(Dataset entries)
⟨
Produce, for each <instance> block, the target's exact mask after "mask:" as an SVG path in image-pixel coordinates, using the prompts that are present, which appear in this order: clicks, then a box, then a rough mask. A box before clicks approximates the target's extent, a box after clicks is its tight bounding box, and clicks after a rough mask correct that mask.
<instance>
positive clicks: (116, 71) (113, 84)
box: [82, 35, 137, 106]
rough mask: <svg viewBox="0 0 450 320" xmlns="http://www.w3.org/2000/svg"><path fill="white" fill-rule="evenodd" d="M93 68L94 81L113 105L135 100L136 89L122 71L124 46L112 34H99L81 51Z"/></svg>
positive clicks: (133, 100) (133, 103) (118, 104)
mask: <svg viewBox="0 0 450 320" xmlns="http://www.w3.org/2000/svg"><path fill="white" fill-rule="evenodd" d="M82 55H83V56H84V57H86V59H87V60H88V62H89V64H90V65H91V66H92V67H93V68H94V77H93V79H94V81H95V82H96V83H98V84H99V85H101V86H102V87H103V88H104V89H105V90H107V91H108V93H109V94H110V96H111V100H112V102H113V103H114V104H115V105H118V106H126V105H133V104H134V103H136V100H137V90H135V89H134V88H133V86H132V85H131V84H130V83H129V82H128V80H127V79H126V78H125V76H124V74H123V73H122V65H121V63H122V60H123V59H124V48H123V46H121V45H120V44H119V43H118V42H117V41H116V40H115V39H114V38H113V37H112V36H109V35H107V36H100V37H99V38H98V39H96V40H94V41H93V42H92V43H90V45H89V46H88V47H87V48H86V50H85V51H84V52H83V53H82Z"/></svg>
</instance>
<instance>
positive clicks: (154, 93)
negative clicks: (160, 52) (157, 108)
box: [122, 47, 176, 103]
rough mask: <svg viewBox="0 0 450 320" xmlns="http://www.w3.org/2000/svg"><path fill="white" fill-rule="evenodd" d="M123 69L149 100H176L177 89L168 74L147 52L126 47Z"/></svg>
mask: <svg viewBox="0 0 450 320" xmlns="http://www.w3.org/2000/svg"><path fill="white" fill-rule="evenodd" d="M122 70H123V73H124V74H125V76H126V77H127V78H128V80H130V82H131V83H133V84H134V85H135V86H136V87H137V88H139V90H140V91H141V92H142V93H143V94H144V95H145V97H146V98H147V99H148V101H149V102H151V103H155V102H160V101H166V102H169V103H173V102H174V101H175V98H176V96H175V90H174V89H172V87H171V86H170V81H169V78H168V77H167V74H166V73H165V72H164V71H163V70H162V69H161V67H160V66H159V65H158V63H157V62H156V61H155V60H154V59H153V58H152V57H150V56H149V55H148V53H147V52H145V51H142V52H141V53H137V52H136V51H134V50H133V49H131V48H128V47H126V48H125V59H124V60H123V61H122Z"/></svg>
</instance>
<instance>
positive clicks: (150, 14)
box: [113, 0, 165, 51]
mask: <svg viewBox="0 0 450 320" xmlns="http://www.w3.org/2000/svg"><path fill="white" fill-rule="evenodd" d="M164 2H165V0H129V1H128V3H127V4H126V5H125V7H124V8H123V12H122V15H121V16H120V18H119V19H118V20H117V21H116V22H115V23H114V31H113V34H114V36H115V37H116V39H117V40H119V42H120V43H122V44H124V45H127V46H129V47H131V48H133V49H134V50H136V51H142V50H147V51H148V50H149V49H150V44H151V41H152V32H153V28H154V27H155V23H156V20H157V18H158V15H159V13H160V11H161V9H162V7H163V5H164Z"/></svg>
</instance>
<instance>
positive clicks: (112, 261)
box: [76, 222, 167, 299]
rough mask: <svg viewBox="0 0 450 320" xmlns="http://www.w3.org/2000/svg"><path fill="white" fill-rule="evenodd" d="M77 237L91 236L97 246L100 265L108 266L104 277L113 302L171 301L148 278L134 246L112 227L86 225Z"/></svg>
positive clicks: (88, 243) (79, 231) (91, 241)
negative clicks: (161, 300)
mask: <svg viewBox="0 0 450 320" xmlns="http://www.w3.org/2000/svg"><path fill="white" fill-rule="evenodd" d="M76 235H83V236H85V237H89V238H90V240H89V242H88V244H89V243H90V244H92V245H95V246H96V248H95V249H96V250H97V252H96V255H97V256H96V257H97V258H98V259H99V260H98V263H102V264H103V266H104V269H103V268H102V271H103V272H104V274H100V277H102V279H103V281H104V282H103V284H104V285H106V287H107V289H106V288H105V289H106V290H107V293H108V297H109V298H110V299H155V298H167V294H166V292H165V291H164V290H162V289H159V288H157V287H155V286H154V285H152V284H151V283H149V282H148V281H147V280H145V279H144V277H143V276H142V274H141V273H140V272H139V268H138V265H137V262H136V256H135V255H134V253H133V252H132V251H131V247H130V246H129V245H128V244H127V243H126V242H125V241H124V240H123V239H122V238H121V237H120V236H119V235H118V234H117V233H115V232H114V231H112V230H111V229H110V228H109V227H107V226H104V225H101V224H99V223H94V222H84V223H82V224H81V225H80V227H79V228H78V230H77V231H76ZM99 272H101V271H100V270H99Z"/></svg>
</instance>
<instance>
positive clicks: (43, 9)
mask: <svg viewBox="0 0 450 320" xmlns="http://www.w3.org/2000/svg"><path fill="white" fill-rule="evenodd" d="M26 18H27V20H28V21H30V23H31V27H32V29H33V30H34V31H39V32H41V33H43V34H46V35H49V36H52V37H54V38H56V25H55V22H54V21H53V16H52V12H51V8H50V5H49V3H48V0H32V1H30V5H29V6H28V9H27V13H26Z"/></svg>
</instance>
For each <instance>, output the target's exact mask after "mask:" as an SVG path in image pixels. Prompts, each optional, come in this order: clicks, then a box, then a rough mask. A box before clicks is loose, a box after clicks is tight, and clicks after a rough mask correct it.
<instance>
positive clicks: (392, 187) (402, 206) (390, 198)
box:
⟩
- **EXERCISE DIRECTIONS**: After identifying the lines above that contain "then", copy each one.

- **SOLVED PROBLEM**:
Produce, for each <instance> block, the target's exact mask after "mask:" as an SVG path in image-pixel coordinates, using the prompts that are present, which appear in this order: clicks, then a box, then a rough mask. A box before clicks approximates the target's extent, a box after clicks is its tight bounding box, and clicks after a rough mask correct that mask.
For each <instance>, output the target's exact mask after "mask:" as an SVG path in image pixels. Prompts, each optional, come in this order: clicks, then a box, then a rough mask. A box before clicks is loose, a box after clicks is tight, and clicks after a rough mask correct it.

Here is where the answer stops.